_Objective_. Copy the lines below, requests included, from the first one through the line containing "[17, 33, 29, 47]", scaling every box coordinate in the answers by 1.95 and rounding to whole numbers with halves going up. Leave the pictures out.

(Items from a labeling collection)
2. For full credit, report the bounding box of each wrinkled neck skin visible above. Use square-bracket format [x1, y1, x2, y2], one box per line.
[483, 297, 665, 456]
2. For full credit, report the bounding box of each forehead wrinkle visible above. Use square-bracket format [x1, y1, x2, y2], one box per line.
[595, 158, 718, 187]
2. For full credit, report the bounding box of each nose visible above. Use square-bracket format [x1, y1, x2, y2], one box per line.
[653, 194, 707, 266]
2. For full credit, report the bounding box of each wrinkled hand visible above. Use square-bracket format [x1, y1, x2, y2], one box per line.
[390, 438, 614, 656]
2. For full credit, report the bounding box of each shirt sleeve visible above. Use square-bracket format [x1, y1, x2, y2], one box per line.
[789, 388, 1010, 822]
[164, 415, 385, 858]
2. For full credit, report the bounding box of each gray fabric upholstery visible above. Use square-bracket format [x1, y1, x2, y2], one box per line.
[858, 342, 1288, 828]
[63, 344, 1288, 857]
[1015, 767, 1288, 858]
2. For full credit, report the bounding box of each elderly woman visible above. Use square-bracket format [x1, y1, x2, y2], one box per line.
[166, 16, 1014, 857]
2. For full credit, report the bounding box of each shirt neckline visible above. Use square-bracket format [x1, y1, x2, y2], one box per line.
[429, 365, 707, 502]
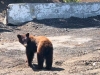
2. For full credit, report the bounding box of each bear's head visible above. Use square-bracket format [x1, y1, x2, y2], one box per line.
[17, 33, 29, 47]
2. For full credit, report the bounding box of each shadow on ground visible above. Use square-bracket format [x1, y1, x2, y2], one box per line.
[33, 16, 100, 29]
[31, 64, 64, 71]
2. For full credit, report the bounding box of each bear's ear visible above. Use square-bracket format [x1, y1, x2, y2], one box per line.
[17, 34, 21, 38]
[26, 33, 29, 37]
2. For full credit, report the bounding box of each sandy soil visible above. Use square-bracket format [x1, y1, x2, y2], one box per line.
[0, 0, 100, 75]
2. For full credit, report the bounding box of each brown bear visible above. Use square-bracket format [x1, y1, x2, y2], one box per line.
[17, 33, 53, 70]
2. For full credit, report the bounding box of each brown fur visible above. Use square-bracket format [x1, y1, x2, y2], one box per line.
[17, 33, 53, 69]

_Response to this exercise_.
2. For full credit, report the bounding box of each wrinkled neck skin visible above. Use square-bracket format [x1, y1, x2, y2], one box per line.
[942, 579, 1297, 889]
2. For full credit, report the bounding box of each forehead wrinkle visible above. Use square-bracket format [x1, y1, x2, y2], one box per line.
[1160, 308, 1400, 365]
2. For full credit, report the bounding box of each nose visible above. Use square-bracket format [x1, y1, x2, y2], one box per line.
[1273, 378, 1379, 519]
2. For full credit, report the bounding box of each wrinkled hand visible above. Use square-bracket format [x1, y1, x2, y2], one box per line.
[761, 854, 1197, 1279]
2. For full credit, report the bounding box of each shirt sleeve visible above. Use square-bracket format [x1, y1, x2, y2], one box per line.
[1539, 757, 1970, 1603]
[320, 809, 751, 1673]
2. For full credit, report the bounding box of each gray fabric upholstery visible above. Use square-bracket format [x1, y1, x2, y2], one box per line.
[1673, 667, 2512, 1615]
[123, 671, 2512, 1671]
[1979, 1496, 2512, 1673]
2. For full credit, report the bounding box of each elderly woman visible above. Use square-bracket format [x1, y1, x2, y2], one box per line.
[324, 31, 1977, 1671]
2. For full credit, report the bounding box of each shirt neckline visible above. Use square-bracket format [x1, y1, x2, y2], one box per line.
[837, 712, 1379, 979]
2. For full credit, report the bounding box of each bear's head visible above. Use square-bracket format [x1, y1, x2, y2], one box per line.
[33, 64, 57, 92]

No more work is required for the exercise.